▶ Provided records
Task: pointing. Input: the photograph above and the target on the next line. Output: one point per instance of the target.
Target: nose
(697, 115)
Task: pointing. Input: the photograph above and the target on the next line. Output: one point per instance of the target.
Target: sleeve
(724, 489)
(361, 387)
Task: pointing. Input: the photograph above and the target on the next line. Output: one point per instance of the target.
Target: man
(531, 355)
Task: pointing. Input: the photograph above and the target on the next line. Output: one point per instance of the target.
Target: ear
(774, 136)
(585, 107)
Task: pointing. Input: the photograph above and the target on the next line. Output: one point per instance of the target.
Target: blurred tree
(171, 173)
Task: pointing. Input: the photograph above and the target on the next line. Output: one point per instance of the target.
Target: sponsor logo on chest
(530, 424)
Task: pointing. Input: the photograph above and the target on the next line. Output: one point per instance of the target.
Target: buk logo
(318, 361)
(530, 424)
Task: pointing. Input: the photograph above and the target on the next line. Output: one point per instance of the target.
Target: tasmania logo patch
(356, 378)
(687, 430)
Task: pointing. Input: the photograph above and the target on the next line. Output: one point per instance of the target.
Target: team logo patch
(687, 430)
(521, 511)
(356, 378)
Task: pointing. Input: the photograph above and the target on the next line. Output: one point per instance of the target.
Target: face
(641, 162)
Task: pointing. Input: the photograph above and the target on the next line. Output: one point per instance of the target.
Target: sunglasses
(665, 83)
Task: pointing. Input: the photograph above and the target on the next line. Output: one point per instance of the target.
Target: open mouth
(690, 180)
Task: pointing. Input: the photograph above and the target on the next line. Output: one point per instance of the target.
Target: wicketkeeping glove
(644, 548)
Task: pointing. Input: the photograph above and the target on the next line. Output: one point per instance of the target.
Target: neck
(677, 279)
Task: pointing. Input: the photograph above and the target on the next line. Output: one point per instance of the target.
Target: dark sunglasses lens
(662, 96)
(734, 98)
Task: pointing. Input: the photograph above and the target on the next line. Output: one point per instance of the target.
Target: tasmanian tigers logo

▶ Aim of the task
Word for word, transcribe all of the records.

▶ Result for this task
Task: pointing. Input: the photograph above and the target on the next line. Output: one point per instance of the target.
Target: nose
(697, 115)
Task: pointing. Input: the photograph above and the target on the next line. Output: one point per instance of the target.
Target: sleeve
(724, 489)
(361, 387)
Task: pointing. Input: the photograph above and the target on the next line. Output: one point per instance of the target.
Target: man
(531, 355)
Task: pointing. Input: the photograph above and the target on the next line. Output: one point per instance of the target.
Target: ear
(774, 136)
(585, 107)
Task: pointing. Input: the photograph above and the target on the next line. Output: one point per instance of the target.
Target: blurred tree
(171, 173)
Task: pointing. Input: the photograph above and the target on the next line. Output: one point per instance of the target.
Target: sponsor logo on chest
(530, 424)
Task: pointing. Input: the photograph above and the target on the next line. Output: one point per instance of the target.
Target: buk logo
(318, 361)
(530, 424)
Task: pointing. Input: the photograph above and the target on the next line. Output: one point per instance of the target.
Target: tasmania logo patch
(356, 378)
(687, 430)
Task: pointing. Input: the photograph above and the target on the next line. Output: one point per instance of the target.
Target: team logo patch
(687, 430)
(521, 511)
(356, 378)
Task: pointing. Input: the photograph above and the target on the next line. Output: one point per instance of the target.
Target: face
(641, 162)
Task: pointing. Input: the photograph above and the target on the next line. Output: one point per instance of the target.
Target: sunglasses
(665, 83)
Task: pointing. Input: the photograph above and the target on the next line. Output: one point per instance of the target.
Target: open mouth
(690, 180)
Task: pointing. Input: the photograph above and the target on the next line. Output: one point per instance of the target.
Target: wicketkeeping glove
(644, 548)
Task: pointing. Input: the photograph above and the target on the next line. Output: one point per instance of the target.
Target: neck
(677, 279)
Task: pointing. Input: the photograph above and the target on the next line. Output: one point per instance of the target.
Target: dark sunglasses lens
(662, 96)
(734, 98)
Task: pointing. Input: the photograph above and the target on the next line. Output: one point per instance of the target.
Target: tasmanian tigers logo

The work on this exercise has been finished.